EXERCISE INSTRUCTIONS
Rescale the data below, starting at the line that has "calculator with a bounding region." and stopping after the final line, and write out every one of those lines, the text lines included. Multiply each bounding box coordinate by 1.6 and round it to a whole number, with halves going up.

Rows from a box-labeling dataset:
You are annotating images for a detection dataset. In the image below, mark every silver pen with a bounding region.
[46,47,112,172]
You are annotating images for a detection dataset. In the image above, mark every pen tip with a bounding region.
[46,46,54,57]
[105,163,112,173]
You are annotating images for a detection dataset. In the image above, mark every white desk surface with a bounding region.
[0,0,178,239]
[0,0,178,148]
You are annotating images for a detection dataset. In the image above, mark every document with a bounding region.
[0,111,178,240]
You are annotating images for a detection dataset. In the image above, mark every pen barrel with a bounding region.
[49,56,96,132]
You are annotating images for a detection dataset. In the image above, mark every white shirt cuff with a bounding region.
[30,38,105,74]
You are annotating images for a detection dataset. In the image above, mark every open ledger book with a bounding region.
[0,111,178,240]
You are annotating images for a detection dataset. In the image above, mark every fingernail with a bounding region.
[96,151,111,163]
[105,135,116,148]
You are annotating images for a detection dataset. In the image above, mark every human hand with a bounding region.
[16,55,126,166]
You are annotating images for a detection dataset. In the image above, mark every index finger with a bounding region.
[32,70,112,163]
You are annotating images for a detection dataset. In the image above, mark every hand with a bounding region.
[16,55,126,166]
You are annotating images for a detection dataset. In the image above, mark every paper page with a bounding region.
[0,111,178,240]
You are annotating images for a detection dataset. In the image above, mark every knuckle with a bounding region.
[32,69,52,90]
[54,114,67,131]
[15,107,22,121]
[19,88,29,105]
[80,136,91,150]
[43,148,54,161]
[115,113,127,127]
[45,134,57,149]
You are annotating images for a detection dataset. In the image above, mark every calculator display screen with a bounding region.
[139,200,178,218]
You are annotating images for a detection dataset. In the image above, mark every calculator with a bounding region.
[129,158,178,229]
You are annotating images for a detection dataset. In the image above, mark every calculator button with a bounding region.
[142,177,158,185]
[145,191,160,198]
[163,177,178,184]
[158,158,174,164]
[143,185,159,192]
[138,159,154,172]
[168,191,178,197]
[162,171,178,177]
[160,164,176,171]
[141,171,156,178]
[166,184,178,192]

CORRECT RESPONSE
You are annotating images for a detection dataset. In the image above, mark every calculator with a bounding region.
[206,253,285,366]
You are annotating images for a detection dataset. In the image above, mark every calculator button with a bounding region.
[227,283,253,296]
[232,306,256,317]
[261,283,285,294]
[253,253,278,262]
[229,296,254,307]
[221,254,246,275]
[269,306,285,315]
[259,274,285,283]
[256,262,282,274]
[226,274,250,285]
[266,294,285,307]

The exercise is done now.